Each record below must be retyped exactly, with nothing left out.

> Provided records
☆ ☆ ☆ ☆ ☆

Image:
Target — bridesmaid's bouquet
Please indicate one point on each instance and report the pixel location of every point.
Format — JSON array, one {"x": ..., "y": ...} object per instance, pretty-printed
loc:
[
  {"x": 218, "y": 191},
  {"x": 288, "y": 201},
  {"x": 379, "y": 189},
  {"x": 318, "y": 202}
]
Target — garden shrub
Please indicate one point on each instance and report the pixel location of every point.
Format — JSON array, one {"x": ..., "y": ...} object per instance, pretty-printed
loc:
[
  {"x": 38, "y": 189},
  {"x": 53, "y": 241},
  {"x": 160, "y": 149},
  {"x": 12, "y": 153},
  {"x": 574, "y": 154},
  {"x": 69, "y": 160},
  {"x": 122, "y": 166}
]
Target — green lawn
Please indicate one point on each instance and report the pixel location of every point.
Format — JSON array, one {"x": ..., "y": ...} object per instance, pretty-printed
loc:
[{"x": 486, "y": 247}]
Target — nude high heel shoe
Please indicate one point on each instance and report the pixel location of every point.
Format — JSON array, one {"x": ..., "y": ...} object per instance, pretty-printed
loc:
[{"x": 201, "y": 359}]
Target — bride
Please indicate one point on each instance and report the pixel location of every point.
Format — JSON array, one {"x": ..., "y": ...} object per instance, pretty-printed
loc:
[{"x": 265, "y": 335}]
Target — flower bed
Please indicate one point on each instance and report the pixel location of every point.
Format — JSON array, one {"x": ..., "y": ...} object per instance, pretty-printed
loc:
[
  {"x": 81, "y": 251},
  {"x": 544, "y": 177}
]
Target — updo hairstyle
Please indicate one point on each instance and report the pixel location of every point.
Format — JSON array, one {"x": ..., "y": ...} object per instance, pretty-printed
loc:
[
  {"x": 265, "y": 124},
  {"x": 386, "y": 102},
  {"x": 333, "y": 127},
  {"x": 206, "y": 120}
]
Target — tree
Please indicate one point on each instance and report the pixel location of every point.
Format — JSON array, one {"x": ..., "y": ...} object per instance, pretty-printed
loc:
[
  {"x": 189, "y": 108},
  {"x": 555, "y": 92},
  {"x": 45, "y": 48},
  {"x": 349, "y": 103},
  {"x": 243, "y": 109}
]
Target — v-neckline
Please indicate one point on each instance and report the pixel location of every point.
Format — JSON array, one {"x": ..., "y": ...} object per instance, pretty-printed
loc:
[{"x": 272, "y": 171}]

☆ ☆ ☆ ☆ ☆

> Output
Image:
Target — bridesmaid's bouquet
Please indicate one point on each instance and report the pixel location of every point.
Format — JSON array, one {"x": ..., "y": ...} object per instance, pretty-printed
loc:
[
  {"x": 218, "y": 191},
  {"x": 288, "y": 201},
  {"x": 379, "y": 189},
  {"x": 318, "y": 202}
]
Target — garden shrub
Please indicate one point on each instance and report the pixel location of every point.
Format — JSON array, one {"x": ..., "y": ...} object per instance, pretty-printed
loc:
[
  {"x": 38, "y": 189},
  {"x": 53, "y": 241},
  {"x": 160, "y": 149},
  {"x": 12, "y": 153},
  {"x": 574, "y": 154},
  {"x": 69, "y": 160},
  {"x": 122, "y": 166}
]
Target — green lawn
Please indicate one point on each instance and report the pixel location of every point.
Format — JSON array, one {"x": ..., "y": ...} object per instance, pretty-printed
loc:
[{"x": 486, "y": 247}]
Target — nude high heel shoe
Please indicate one point on each instance and report the pixel location of every point.
Format — JSON array, one {"x": ..., "y": ...} object per instance, pretty-printed
loc:
[{"x": 201, "y": 359}]
Target — bride
Please indicate one point on each instance and report the pixel location of every point.
Format — JSON array, one {"x": ..., "y": ...} object per instance, pretty-printed
loc:
[{"x": 265, "y": 335}]
Target — flower bed
Please indicate one point on each instance and report the pixel location of every point.
Format — JSON array, one {"x": ..., "y": ...} object per instance, pretty-printed
loc:
[
  {"x": 81, "y": 251},
  {"x": 544, "y": 177}
]
Target — updo hairstyle
Please indicate one point on each instance and report the pixel location of every point.
Format — JSON array, one {"x": ..., "y": ...} object per instance, pretty-printed
loc:
[
  {"x": 265, "y": 124},
  {"x": 386, "y": 102},
  {"x": 333, "y": 127},
  {"x": 206, "y": 120}
]
Target — tree
Please indicate one point on each instance and report the pixel location of every point.
Format — JSON array, one {"x": ..., "y": ...} object per instance, pretty-printed
loc:
[
  {"x": 189, "y": 108},
  {"x": 555, "y": 92},
  {"x": 45, "y": 48},
  {"x": 349, "y": 103},
  {"x": 243, "y": 109}
]
Target — v-neckline
Please indicate one point on each instance and report the pixel location of every point.
Format — JSON array, one {"x": ..., "y": ...} object per instance, pretty-printed
loc:
[{"x": 272, "y": 171}]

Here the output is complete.